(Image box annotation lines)
— Begin —

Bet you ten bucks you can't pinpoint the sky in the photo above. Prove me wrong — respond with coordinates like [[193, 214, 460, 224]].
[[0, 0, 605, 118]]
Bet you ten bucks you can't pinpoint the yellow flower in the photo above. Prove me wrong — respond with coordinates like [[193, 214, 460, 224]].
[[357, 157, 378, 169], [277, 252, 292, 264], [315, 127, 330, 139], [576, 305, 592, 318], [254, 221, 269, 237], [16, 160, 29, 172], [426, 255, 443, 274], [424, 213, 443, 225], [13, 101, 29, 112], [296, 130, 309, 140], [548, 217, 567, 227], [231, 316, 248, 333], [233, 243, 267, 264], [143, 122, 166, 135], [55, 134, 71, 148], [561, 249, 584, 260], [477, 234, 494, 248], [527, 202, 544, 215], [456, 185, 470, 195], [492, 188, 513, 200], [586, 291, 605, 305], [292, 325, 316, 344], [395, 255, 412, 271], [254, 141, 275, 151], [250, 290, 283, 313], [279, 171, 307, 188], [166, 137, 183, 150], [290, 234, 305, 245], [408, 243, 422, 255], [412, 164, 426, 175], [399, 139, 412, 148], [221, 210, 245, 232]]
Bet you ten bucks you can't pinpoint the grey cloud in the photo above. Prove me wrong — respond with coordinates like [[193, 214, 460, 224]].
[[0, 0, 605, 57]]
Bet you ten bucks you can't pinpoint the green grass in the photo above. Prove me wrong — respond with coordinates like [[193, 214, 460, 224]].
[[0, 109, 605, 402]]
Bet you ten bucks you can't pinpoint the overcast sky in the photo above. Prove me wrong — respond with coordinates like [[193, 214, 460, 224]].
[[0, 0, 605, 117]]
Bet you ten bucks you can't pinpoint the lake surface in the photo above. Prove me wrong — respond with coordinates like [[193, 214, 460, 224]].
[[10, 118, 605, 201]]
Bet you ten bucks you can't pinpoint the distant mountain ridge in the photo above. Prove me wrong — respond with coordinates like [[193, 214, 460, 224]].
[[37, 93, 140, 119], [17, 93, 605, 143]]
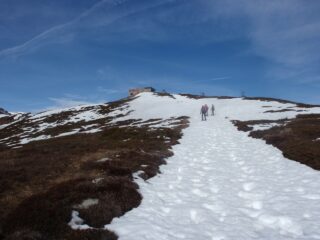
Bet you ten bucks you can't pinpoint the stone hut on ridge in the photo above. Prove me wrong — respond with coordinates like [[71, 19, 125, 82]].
[[129, 87, 156, 97]]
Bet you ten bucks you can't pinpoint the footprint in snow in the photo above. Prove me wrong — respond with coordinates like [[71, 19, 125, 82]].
[[192, 189, 208, 197], [242, 182, 255, 192]]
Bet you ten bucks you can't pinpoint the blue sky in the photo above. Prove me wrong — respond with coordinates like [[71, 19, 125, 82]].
[[0, 0, 320, 111]]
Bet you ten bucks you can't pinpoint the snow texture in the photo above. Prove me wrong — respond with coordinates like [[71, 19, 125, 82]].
[[105, 94, 320, 240]]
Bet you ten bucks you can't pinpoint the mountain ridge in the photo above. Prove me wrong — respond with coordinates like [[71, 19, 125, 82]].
[[0, 93, 320, 240]]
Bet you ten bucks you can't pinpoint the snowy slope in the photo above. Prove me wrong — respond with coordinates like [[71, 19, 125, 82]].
[[106, 93, 320, 240]]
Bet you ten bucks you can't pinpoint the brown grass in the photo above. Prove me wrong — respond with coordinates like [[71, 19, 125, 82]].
[[0, 100, 188, 240], [234, 114, 320, 170], [242, 97, 320, 108]]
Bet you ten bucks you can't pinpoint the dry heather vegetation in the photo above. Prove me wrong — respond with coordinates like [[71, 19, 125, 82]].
[[0, 98, 188, 240], [234, 114, 320, 170]]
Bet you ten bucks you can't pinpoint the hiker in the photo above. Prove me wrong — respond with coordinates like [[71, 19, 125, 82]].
[[200, 105, 208, 121], [204, 104, 209, 117], [211, 104, 214, 116]]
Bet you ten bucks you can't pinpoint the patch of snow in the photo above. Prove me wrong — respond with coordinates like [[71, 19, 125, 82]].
[[97, 158, 110, 162], [105, 94, 320, 240], [20, 135, 51, 144], [68, 210, 91, 230], [74, 198, 99, 209], [55, 129, 80, 138], [249, 123, 283, 131]]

— End —

GOAL =
Recast all of the lines above as a Markdown table with the columns "No." and "Line", giving each line its row number and omitting blank lines. Leave the pictures out of the table.

FINISHED ANSWER =
| No. | Line |
|---|---|
| 1 | Bet you ten bucks you can't pinpoint the sky in the photo above. Prove me wrong — respond with coordinates like [[193, 214, 460, 224]]. |
| 2 | [[0, 0, 605, 118]] |
| 3 | Bet you ten bucks you can't pinpoint the yellow flower in the photo above. Prove me wrong — respond with coordinates like [[193, 214, 460, 224]]. |
| 4 | [[357, 157, 378, 169], [277, 252, 292, 264], [315, 127, 330, 139], [576, 305, 592, 318], [254, 221, 269, 237], [16, 160, 29, 172], [426, 255, 443, 274], [424, 213, 443, 225], [13, 101, 29, 112], [296, 130, 309, 140], [548, 217, 567, 227], [231, 316, 248, 333], [233, 243, 267, 264], [143, 122, 166, 135], [55, 134, 71, 148], [561, 249, 584, 260], [477, 234, 494, 248], [527, 202, 544, 215], [456, 185, 470, 195], [492, 188, 513, 200], [586, 291, 605, 305], [292, 325, 316, 344], [395, 255, 412, 271], [254, 141, 275, 151], [250, 290, 283, 313], [279, 171, 307, 188], [166, 137, 183, 150], [290, 234, 305, 245], [408, 243, 422, 255], [412, 164, 426, 175], [399, 139, 412, 148], [221, 210, 245, 232]] |
| 5 | Bet you ten bucks you can't pinpoint the grey cloud in the photo above. Prove me wrong — respond with coordinates like [[193, 214, 460, 224]]. |
| 6 | [[0, 0, 605, 57]] |
| 7 | Bet you ten bucks you can't pinpoint the green grass in the photo above. Prove me wrong — respond with coordinates like [[193, 214, 460, 224]]. |
| 8 | [[0, 109, 605, 402]] |
| 9 | Bet you ten bucks you can't pinpoint the overcast sky in the photo above. Prove me wrong — respond with coordinates like [[193, 214, 460, 224]]. |
| 10 | [[0, 0, 605, 117]] |
| 11 | Bet you ten bucks you can't pinpoint the lake surface in the photo above. Prove me wrong — respond with coordinates like [[193, 214, 460, 224]]. |
| 12 | [[10, 118, 605, 201]] |
| 13 | Bet you ten bucks you can't pinpoint the distant mountain ridge in the photo above. Prove me wrong — respond with coordinates like [[193, 214, 460, 224]]. |
| 14 | [[37, 93, 140, 119], [17, 93, 605, 143]] |
| 15 | Bet you ten bucks you can't pinpoint the stone hut on ridge in the photo above. Prove me wrong — respond with coordinates like [[71, 19, 125, 82]]. |
| 16 | [[129, 87, 156, 97]] |
| 17 | Bet you ten bucks you can't pinpoint the footprint in snow in the photo above. Prove me wrong — respond with coordinates like [[71, 19, 125, 82]]. |
| 18 | [[192, 189, 208, 197], [242, 182, 255, 192]] |
| 19 | Bet you ten bucks you can't pinpoint the blue sky in the photo above. Prove me wrong — respond with coordinates like [[71, 19, 125, 82]]. |
| 20 | [[0, 0, 320, 111]] |
| 21 | Bet you ten bucks you can't pinpoint the snow texture in the photo above. Prove me wrong — respond with coordinates like [[71, 19, 125, 82]]. |
| 22 | [[105, 94, 320, 240]] |
| 23 | Bet you ten bucks you can't pinpoint the mountain ridge in the photo above. Prove me wrong — respond with coordinates like [[71, 19, 125, 82]]. |
| 24 | [[0, 93, 320, 240]] |
| 25 | Bet you ten bucks you can't pinpoint the snowy slope in the photo above. Prove me wrong — respond with coordinates like [[71, 19, 125, 82]]. |
| 26 | [[106, 93, 320, 240]] |
| 27 | Bet you ten bucks you can't pinpoint the brown grass in the photo above. Prove me wrong — respond with coordinates like [[71, 19, 125, 82]]. |
| 28 | [[0, 100, 188, 240], [234, 114, 320, 170], [242, 97, 320, 108]] |
| 29 | Bet you ten bucks you can't pinpoint the dry heather vegetation in the photo above. Prove me wrong — respond with coordinates like [[71, 19, 125, 82]]. |
| 30 | [[0, 98, 188, 240], [234, 114, 320, 170]] |
| 31 | Bet you ten bucks you can't pinpoint the hiker in the photo above. Prove me wrong — respond with coordinates like [[71, 19, 125, 82]]. |
| 32 | [[200, 105, 208, 121], [204, 104, 209, 117], [211, 104, 214, 116]] |
| 33 | Bet you ten bucks you can't pinpoint the patch of snow in the photo above. Prove me wrong — respond with coordinates like [[71, 19, 125, 82]]. |
| 34 | [[97, 158, 110, 162], [105, 94, 320, 240], [20, 135, 51, 144], [68, 210, 91, 230], [74, 198, 99, 209], [55, 129, 80, 138], [249, 123, 283, 131]] |